YOUR GOAL
Render all of the material below as a Markdown table with the columns "Row" and "Text", one numbered row per line, skipping blank lines. Leave the pictures out of the table.

## begin GIVEN INFORMATION

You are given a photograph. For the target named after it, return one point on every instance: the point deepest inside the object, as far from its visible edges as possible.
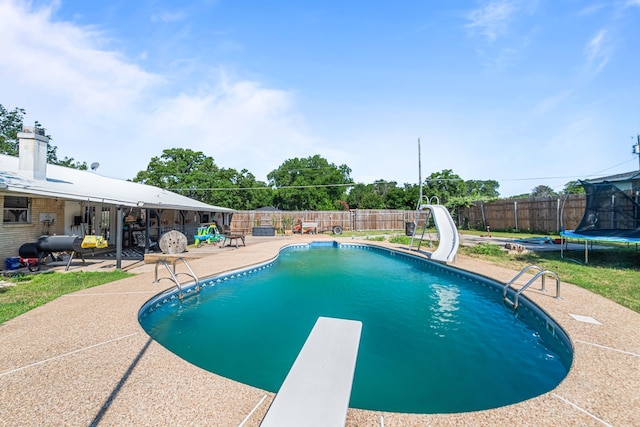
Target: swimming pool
(435, 339)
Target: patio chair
(208, 234)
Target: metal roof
(74, 184)
(627, 176)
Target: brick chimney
(33, 152)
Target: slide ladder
(173, 275)
(447, 230)
(541, 273)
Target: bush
(486, 249)
(402, 240)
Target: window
(17, 210)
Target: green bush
(486, 249)
(402, 240)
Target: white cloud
(99, 106)
(493, 19)
(168, 16)
(597, 52)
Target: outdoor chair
(208, 234)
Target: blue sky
(531, 92)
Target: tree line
(311, 183)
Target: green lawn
(613, 273)
(33, 290)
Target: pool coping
(83, 359)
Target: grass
(31, 291)
(613, 273)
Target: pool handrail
(541, 273)
(174, 275)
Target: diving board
(317, 389)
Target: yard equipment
(36, 253)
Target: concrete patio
(83, 359)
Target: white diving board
(317, 389)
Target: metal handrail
(512, 281)
(541, 273)
(174, 275)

## end GIVEN INFORMATION

RESPONSE BELOW
| Row | Text |
|---|---|
| 1 | You are given a photograph. For the target named after it, return one point on every instance: the point deepest inside the object, as far from its visible edges as possible. |
| 2 | Target: swimming pool |
| 3 | (435, 339) |
| 4 | Target: patio chair |
| 5 | (208, 234) |
| 6 | Target: metal roof |
| 7 | (74, 184) |
| 8 | (627, 176) |
| 9 | Target: brick chimney |
| 10 | (33, 152) |
| 11 | Target: slide ladder |
| 12 | (173, 275) |
| 13 | (447, 230) |
| 14 | (541, 273) |
| 15 | Target: bush |
| 16 | (486, 249) |
| 17 | (402, 240) |
| 18 | Target: window |
| 19 | (17, 210) |
| 20 | Target: green bush |
| 21 | (486, 249) |
| 22 | (402, 240) |
| 23 | Target: white cloud |
| 24 | (99, 106) |
| 25 | (493, 19) |
| 26 | (168, 16) |
| 27 | (597, 52) |
| 28 | Target: outdoor chair |
| 29 | (208, 234) |
| 30 | Target: blue sky |
| 31 | (531, 92) |
| 32 | Target: tree line |
| 33 | (311, 183) |
| 34 | Target: green lawn |
| 35 | (613, 273) |
| 36 | (33, 290) |
| 37 | Target: pool coping |
| 38 | (83, 359) |
| 39 | Target: grass |
| 40 | (31, 291) |
| 41 | (613, 273) |
| 42 | Target: pool handrail |
| 43 | (541, 273) |
| 44 | (174, 275) |
| 45 | Target: diving board |
| 46 | (317, 389) |
| 47 | Target: yard equipment |
| 48 | (36, 253) |
| 49 | Target: concrete patio |
| 50 | (83, 359) |
| 51 | Target: white diving board |
| 52 | (317, 389) |
| 53 | Target: metal handrail |
| 54 | (512, 281) |
| 55 | (541, 273) |
| 56 | (174, 275) |